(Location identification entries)

--------------------------------

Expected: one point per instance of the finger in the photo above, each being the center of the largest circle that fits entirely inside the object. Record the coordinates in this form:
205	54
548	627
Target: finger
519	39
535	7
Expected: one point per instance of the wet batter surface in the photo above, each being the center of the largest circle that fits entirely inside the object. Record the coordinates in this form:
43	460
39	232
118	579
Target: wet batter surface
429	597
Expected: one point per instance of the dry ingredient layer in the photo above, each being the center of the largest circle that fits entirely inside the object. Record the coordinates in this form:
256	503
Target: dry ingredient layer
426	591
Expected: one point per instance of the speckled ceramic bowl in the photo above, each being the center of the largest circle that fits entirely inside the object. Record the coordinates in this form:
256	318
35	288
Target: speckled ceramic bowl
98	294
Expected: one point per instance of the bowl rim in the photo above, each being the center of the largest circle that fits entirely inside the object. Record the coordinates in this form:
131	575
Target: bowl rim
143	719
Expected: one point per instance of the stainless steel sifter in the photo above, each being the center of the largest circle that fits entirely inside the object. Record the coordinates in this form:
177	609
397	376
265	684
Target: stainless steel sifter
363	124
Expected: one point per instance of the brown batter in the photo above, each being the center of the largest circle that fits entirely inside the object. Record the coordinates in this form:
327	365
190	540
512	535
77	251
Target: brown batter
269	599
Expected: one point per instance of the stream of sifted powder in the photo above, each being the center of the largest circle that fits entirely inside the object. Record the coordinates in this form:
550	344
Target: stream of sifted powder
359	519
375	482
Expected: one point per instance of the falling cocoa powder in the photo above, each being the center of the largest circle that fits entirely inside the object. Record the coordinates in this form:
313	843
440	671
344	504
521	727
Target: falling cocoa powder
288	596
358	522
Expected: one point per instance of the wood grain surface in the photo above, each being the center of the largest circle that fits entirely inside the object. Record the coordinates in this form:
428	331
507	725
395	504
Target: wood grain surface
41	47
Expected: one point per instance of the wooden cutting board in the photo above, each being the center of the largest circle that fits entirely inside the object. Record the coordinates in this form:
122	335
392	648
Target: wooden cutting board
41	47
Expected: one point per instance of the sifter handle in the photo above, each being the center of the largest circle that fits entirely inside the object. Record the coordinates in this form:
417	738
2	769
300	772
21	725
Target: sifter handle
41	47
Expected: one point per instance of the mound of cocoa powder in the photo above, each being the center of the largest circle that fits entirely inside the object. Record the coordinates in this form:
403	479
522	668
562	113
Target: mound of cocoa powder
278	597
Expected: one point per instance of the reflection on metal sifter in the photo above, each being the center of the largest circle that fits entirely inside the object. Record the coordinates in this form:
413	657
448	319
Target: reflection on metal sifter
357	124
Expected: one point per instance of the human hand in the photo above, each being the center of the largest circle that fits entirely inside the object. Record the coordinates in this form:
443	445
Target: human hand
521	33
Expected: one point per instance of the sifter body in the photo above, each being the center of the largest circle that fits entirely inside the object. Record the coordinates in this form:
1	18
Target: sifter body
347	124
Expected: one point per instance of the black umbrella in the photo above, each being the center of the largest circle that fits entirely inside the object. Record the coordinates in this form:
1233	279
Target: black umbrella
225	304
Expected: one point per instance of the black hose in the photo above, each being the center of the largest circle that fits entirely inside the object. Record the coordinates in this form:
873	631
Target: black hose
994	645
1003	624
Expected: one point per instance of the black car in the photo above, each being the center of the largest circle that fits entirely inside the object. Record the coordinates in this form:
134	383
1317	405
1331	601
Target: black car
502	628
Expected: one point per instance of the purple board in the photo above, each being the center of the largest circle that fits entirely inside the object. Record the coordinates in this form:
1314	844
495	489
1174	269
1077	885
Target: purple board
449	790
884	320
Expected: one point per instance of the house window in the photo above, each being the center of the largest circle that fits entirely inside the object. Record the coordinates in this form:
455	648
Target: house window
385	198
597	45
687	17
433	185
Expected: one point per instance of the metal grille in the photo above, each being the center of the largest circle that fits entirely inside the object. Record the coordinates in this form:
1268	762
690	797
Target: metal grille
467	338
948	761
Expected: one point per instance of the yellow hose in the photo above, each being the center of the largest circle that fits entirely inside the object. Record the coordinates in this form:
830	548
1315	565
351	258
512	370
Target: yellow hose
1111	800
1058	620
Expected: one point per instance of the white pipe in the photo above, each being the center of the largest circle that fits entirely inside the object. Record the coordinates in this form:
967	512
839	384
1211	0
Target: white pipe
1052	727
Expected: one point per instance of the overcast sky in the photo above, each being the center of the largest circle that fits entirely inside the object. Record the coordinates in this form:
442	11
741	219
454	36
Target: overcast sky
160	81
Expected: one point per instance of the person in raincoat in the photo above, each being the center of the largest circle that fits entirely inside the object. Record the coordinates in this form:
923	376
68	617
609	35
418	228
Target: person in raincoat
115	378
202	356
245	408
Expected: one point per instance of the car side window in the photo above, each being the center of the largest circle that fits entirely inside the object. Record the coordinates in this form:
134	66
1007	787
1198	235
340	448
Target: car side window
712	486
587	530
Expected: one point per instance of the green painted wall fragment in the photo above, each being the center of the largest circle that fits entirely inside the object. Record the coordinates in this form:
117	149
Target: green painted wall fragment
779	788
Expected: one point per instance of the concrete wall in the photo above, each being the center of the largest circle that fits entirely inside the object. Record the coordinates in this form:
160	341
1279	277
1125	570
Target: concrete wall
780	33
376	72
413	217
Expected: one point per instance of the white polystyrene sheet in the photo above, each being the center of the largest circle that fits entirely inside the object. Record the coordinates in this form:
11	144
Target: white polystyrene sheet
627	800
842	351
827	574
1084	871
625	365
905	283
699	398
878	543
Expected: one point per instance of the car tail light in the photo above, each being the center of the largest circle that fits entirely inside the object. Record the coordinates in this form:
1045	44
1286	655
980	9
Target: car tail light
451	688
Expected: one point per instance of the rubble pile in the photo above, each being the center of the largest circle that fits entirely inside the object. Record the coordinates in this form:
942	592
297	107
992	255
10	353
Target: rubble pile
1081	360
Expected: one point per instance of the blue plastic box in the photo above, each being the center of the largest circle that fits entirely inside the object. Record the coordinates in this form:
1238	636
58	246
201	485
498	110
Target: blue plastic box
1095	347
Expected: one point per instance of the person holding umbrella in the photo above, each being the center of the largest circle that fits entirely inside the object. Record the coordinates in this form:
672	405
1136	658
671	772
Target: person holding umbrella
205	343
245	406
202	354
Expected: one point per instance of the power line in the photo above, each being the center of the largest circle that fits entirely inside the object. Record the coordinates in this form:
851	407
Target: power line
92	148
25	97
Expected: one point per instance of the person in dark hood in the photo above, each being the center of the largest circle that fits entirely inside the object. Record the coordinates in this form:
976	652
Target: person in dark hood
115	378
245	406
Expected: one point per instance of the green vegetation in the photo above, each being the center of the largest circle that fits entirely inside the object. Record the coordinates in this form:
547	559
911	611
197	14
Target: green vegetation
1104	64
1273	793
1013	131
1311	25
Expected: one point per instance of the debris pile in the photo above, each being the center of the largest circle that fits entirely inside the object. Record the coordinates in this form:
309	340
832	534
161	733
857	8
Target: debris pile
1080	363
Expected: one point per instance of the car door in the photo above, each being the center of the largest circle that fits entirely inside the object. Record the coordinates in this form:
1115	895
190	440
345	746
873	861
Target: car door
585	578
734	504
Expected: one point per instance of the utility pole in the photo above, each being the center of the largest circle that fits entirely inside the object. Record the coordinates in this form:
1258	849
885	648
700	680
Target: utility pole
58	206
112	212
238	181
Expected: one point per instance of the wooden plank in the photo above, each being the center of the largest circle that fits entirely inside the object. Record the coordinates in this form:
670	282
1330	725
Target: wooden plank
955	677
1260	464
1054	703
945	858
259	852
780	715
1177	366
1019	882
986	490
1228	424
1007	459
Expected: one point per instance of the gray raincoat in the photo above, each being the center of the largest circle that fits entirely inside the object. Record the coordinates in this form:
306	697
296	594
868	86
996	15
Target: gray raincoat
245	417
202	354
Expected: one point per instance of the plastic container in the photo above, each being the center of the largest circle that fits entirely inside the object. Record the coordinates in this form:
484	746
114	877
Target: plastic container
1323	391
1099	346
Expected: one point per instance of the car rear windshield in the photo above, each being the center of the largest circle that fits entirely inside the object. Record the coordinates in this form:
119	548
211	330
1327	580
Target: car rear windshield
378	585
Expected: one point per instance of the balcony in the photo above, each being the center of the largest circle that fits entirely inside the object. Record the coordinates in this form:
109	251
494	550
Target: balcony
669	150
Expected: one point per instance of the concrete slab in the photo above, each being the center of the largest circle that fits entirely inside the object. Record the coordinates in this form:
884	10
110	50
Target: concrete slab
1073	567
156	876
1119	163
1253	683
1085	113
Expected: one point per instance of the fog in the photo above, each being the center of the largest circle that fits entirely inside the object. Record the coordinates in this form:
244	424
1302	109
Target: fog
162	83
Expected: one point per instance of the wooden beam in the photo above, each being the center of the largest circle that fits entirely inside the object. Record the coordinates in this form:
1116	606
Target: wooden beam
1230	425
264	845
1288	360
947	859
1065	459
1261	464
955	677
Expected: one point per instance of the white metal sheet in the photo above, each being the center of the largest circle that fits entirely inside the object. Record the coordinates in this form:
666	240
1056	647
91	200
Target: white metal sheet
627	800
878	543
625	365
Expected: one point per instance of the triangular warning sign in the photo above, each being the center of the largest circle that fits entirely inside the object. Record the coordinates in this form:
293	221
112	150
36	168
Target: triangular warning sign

--------------------------------

WRITTEN INSTRUCTION: Repeat exactly, and only, the lines from the one containing "Expected: one point per instance of the fog" through the end of the material.

ANSWER TO THE EXERCISE:
Expected: one point per instance of the fog in the photo above, each being the center of the largest circle that fits entirely inside the object. Record the coordinates in this form:
244	424
1302	109
Target: fog
162	83
Expected: one point per instance of the wooden beam in the photo above, each being the center of the largest circle that fits entirely inside the object. Record the coordinates in this form:
1116	606
Target: wooden beam
1230	425
264	845
1288	360
947	859
1065	459
1261	464
955	677
Expected: one point per instance of the white metal sheet in the photo above, each being the center of the largest circle that fits entirely inside the object. Record the coordinates in this form:
666	240
1056	647
91	200
Target: white metal sheet
627	800
878	543
625	365
Expected: one point per instance of the triangular warning sign in the photo above, each being the center of the largest circle that fits entirely inside the object. Record the coordinates in this form:
293	221
112	150
36	168
Target: triangular warning sign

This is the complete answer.